— DOCUMENT SEGMENT —

Adoption of a Tertiary Hospital MRSA Outbreak Management Algorithm for Effective Containment of an EMRSA-15 (ST22-IV) Cluster in a Rehabilitation Ward

Ms Rosie Lee1, Mr Simon Meyer-Henry1

1Royal Perth Hospital, Perth, Australia


In WA, for 2015-2016, Healthcare-associated MRSA (HA-MRSA) accounted for 23% of MRSA HAIs. Of these 92% were EMRSA-15 (ST22-IV), a significant strain in the hospital setting.


In February 2017, 1 case of EMRSA-15 infection was detected from a patient in an aged care rehabilitation ward in a metropolitan non-tertiary hospital. The Infection Prevention Unit was notified of a second case of EMRSA-15 colonisation detected in an inpatient screened whilst attending an outpatient appointment at another facility.

In 2016, the non-tertiary hospital amalgamated with the tertiary hospital and infection control policies aligned. Consequently, the detection of 2 EMRSA-15 cases led to an epidemiological investigation using the tertiary hospital’s MRSA outbreak management algorithm. The control strategies included isolation of positive patients, screening requirements and environmental cleaning.

A 2014 publication based on a retrospective review of MRSA outbreaks at the tertiary hospital supported the introduction of early screening and decolonisation of Healthcare Workers (HCW) to control EMRSA-15 outbreaks.


Investigation identified the 2nd case had been admitted into a bed space previously occupied by the index case, and vacated only minutes earlier. Requisite screening of ward contacts identified an additional patient with EMRSA-15 infection. Consequent screening of 72 HCWs detected 3 EMRSA-15 staff cases, who received topical MRSA decolonisation treatment.

— REQUIREMENT 1 —
According to the outbreak abstract, how many healthcare workers were screened after the additional patient case was found?
— REQUIREMENT 2 —
Transcribe the outbreak abstract between "Ms Rosie Lee1, Mr" and "at another facility.", inclusive.
The items after the outbreak abstract are separate material.

— SUPPLIED RECORDS —
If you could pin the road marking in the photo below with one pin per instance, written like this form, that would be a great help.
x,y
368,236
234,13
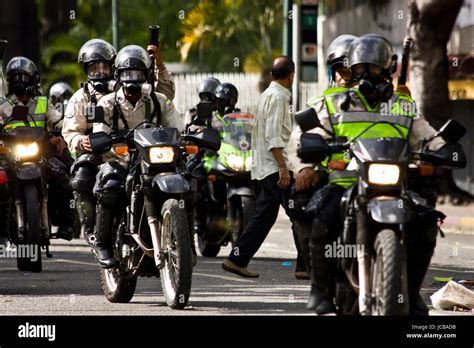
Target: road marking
x,y
449,270
77,262
224,277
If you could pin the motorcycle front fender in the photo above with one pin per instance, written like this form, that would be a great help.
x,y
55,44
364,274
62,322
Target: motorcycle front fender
x,y
389,210
239,191
172,183
28,172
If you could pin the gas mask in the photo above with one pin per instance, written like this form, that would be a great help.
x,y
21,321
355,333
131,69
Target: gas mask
x,y
373,86
137,88
100,75
134,82
20,84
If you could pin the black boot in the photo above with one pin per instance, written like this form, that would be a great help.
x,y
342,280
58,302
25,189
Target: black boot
x,y
103,234
5,218
85,207
321,298
418,263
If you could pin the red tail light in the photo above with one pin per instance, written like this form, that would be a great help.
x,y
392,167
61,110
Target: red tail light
x,y
3,177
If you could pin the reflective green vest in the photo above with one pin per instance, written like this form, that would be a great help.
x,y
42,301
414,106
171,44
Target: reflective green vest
x,y
37,112
399,111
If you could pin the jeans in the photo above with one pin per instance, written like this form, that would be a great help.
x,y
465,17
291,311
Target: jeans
x,y
270,197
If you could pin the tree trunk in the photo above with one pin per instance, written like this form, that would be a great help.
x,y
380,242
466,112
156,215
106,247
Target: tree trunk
x,y
430,25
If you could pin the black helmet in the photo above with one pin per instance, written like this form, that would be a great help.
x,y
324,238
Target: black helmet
x,y
338,49
227,96
60,92
97,57
372,49
207,87
22,76
372,61
227,91
96,50
132,58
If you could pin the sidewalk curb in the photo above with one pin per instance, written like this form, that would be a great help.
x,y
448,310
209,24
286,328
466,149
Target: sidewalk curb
x,y
461,225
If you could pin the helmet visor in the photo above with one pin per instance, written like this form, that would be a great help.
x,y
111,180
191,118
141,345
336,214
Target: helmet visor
x,y
374,71
20,78
99,70
132,75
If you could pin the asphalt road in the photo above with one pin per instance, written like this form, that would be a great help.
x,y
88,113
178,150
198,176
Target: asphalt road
x,y
69,283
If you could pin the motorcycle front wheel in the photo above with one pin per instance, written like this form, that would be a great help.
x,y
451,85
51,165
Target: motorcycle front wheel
x,y
176,275
386,275
118,285
33,240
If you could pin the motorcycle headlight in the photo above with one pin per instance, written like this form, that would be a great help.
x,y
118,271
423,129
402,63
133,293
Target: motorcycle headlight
x,y
248,163
29,150
384,174
235,162
161,154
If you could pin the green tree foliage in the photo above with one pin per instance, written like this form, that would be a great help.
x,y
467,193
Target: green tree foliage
x,y
232,35
93,19
215,35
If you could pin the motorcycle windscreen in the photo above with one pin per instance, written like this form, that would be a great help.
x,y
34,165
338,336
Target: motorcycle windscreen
x,y
156,136
381,150
238,130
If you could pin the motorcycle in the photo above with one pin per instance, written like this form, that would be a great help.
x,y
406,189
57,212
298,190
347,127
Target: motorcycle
x,y
228,197
24,172
377,212
152,228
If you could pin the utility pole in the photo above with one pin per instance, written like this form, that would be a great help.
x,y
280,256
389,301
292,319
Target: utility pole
x,y
296,43
115,25
287,27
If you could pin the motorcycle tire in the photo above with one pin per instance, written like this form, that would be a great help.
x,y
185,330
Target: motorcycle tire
x,y
176,275
386,275
117,286
32,231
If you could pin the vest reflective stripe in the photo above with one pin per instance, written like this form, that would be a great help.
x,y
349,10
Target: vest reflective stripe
x,y
37,113
342,174
41,106
370,117
351,123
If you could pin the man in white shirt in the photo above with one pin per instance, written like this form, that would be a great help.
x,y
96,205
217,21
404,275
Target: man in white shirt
x,y
270,138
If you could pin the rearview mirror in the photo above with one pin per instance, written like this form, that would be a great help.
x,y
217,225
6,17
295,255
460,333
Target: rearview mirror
x,y
3,46
313,148
100,142
204,110
307,119
208,139
452,131
95,114
449,156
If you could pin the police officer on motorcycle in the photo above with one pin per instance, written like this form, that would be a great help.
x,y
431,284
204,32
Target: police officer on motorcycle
x,y
23,89
227,96
371,61
307,178
130,106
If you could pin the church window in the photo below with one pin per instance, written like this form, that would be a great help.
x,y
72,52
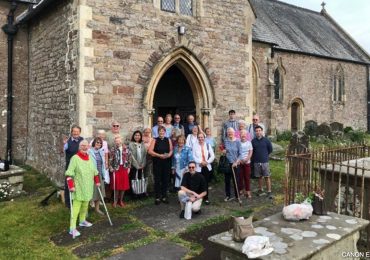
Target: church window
x,y
278,85
338,86
184,7
168,5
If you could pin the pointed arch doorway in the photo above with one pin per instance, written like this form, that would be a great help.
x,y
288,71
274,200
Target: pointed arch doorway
x,y
181,77
173,95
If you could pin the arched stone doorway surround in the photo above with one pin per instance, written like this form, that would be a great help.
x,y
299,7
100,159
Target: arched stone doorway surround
x,y
296,114
197,77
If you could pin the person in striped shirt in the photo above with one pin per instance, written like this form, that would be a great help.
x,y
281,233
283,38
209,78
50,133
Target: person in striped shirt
x,y
232,122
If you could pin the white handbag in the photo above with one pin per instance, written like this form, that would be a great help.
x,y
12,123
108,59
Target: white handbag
x,y
188,210
139,186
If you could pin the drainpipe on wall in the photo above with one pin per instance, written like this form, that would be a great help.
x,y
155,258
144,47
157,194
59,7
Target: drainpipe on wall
x,y
10,30
368,98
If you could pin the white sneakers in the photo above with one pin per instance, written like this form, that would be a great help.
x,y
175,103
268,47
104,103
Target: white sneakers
x,y
75,232
85,224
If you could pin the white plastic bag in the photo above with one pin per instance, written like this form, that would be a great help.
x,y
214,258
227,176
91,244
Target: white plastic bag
x,y
188,210
297,211
257,246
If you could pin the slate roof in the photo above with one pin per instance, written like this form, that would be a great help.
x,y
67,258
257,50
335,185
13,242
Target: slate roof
x,y
296,29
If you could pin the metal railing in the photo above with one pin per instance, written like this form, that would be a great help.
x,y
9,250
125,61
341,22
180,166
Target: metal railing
x,y
343,173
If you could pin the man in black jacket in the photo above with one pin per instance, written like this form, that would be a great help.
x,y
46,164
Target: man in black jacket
x,y
262,148
193,189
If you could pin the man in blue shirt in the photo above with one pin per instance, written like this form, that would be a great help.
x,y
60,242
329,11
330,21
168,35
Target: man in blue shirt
x,y
262,148
160,122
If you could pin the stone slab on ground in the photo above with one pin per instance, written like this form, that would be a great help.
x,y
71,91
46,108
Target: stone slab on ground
x,y
110,241
160,250
166,216
97,230
201,235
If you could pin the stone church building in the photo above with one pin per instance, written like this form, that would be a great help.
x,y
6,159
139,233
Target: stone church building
x,y
89,62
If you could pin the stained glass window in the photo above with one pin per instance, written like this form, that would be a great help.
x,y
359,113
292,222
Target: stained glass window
x,y
186,7
168,5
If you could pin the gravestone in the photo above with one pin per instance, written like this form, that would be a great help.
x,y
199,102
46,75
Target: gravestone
x,y
310,127
336,126
324,130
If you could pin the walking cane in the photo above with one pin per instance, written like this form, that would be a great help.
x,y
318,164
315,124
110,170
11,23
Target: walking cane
x,y
105,207
236,187
71,208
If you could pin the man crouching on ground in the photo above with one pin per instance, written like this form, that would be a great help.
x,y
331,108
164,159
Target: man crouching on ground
x,y
193,188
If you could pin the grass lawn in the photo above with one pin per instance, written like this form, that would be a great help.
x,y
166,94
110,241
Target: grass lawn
x,y
26,227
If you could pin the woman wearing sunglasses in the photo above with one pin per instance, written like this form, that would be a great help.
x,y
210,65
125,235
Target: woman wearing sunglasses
x,y
97,155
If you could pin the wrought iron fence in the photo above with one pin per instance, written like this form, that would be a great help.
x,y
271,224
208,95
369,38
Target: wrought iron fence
x,y
343,173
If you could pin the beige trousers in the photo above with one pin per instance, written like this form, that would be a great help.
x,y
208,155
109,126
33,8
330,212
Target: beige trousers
x,y
196,204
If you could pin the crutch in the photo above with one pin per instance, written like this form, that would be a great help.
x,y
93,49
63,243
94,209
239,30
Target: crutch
x,y
105,207
71,208
114,188
236,187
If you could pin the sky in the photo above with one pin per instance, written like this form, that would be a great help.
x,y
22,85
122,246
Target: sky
x,y
352,15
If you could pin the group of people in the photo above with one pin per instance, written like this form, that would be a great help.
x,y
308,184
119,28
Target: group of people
x,y
178,157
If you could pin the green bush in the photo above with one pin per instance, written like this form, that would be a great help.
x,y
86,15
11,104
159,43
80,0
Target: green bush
x,y
347,129
283,136
356,136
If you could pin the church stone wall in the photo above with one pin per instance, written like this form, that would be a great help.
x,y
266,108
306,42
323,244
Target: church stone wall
x,y
129,38
20,88
311,79
53,59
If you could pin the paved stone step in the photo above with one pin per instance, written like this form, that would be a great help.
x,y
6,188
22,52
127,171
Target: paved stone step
x,y
99,229
160,250
166,216
110,241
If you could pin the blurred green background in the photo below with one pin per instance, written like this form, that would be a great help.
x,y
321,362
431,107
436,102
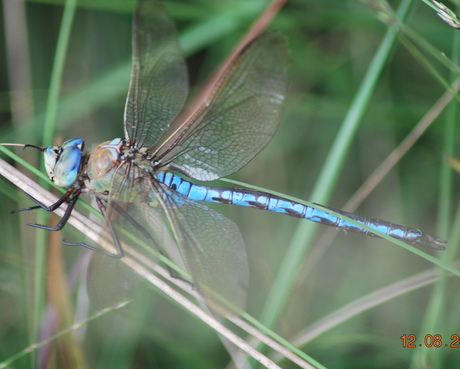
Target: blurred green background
x,y
332,43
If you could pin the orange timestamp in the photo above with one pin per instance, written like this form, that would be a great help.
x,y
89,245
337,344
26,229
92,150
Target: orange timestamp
x,y
430,340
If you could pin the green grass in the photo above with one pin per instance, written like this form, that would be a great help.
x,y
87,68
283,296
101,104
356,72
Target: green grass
x,y
359,87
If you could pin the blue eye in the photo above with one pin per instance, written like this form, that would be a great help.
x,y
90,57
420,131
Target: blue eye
x,y
63,162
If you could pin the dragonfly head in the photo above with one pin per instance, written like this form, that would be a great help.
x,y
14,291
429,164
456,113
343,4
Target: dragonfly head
x,y
63,163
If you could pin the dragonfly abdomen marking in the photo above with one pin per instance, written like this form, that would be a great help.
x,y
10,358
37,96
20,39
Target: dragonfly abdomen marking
x,y
265,201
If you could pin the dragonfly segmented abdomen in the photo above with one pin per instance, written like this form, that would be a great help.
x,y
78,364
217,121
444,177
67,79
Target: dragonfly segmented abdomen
x,y
265,201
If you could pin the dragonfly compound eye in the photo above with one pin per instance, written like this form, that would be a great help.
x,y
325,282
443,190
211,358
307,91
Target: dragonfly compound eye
x,y
67,163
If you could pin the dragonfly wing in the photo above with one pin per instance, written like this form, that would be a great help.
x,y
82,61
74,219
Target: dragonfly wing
x,y
159,82
210,244
241,114
212,249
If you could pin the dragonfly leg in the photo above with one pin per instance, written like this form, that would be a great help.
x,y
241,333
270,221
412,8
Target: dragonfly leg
x,y
71,203
119,250
52,207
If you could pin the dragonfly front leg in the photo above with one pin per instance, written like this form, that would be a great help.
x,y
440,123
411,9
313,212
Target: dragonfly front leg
x,y
52,207
119,250
65,198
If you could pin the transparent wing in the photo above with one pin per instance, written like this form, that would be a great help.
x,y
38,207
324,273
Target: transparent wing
x,y
159,83
210,244
240,116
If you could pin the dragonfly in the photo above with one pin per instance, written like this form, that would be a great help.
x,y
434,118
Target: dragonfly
x,y
152,176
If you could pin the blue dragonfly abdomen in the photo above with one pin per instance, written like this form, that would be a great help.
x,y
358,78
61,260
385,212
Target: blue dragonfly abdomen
x,y
266,201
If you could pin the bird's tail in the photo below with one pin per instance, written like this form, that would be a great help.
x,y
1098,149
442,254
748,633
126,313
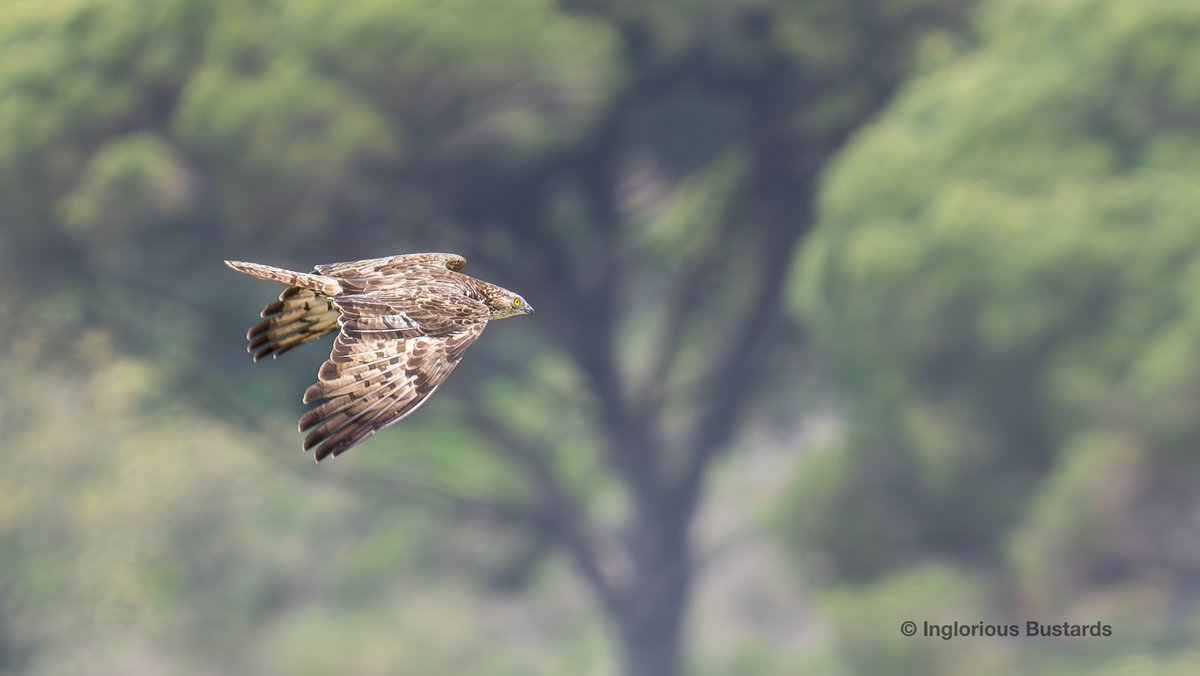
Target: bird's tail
x,y
319,283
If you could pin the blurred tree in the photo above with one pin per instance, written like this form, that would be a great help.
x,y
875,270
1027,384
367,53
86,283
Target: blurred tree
x,y
1005,271
642,172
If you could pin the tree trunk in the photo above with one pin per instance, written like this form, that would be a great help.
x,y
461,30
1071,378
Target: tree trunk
x,y
652,620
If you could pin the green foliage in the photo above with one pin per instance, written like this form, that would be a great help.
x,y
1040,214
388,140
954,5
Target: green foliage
x,y
1005,275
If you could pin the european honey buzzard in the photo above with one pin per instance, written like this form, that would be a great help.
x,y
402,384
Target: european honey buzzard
x,y
402,323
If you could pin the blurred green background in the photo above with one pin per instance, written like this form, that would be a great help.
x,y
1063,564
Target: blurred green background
x,y
850,312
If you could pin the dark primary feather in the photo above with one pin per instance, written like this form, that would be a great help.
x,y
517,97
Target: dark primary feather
x,y
299,316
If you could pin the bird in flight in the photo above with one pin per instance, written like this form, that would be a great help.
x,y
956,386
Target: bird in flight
x,y
402,322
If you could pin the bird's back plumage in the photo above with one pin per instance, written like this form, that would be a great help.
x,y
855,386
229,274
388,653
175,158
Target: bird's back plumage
x,y
403,323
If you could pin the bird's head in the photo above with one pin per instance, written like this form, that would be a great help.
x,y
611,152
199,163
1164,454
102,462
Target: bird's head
x,y
503,303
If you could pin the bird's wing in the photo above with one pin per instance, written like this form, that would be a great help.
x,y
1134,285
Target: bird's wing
x,y
299,316
389,357
394,265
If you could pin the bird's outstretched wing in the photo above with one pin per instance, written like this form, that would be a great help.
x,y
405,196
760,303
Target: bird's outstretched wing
x,y
390,354
299,316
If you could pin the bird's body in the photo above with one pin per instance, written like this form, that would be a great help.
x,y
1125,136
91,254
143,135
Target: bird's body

— RESULT 1 —
72

— RESULT 2 —
Ms Rosie Lee1, Mr Simon Meyer-Henry1

1Royal Perth Hospital, Perth, Australia


In WA, for 2015-2016, Healthcare-associated MRSA (HA-MRSA) accounted for 23% of MRSA HAIs. Of these 92% were EMRSA-15 (ST22-IV), a significant strain in the hospital setting.


In February 2017, 1 case of EMRSA-15 infection was detected from a patient in an aged care rehabilitation ward in a metropolitan non-tertiary hospital. The Infection Prevention Unit was notified of a second case of EMRSA-15 colonisation detected in an inpatient screened whilst attending an outpatient appointment at another facility.